## TASK REQUIREMENTS
Render the rows below as a JSON list of strings, with one string per line and no blank lines. Leave the pictures out of the list.

## DATA
# # #
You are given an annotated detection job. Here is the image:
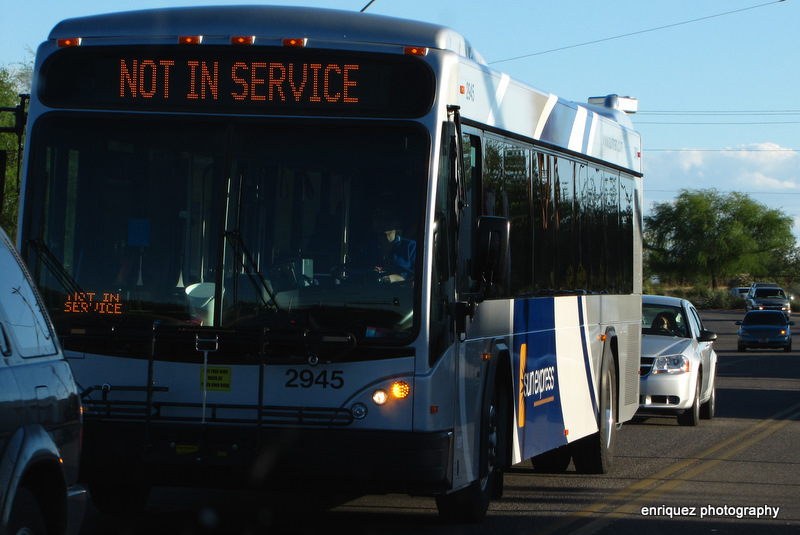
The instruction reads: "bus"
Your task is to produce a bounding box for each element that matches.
[18,6,642,522]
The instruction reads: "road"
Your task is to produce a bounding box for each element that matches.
[76,311,800,535]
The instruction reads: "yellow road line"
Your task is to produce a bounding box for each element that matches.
[539,404,800,535]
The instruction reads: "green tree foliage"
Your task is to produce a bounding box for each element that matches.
# # #
## RESULT OF THIS EXERCISE
[
  "You are given an annotated detection job. Here is the image:",
  "The instruction reads: \"bus\"",
  "Your task is to produce a bounding box for each element that matches.",
  "[18,6,642,522]",
  "The instruction reads: \"road\"",
  "Your task is to produce a bounding box for each element that matches.",
  "[76,311,800,535]",
  "The instruction reads: \"yellow road line\"",
  "Your task is to produce a bounding box for each element that matches.",
  "[539,404,800,535]",
  "The instruction reads: \"green tree foliage\"",
  "Your task is to produce a bounding box for each element that matches."
]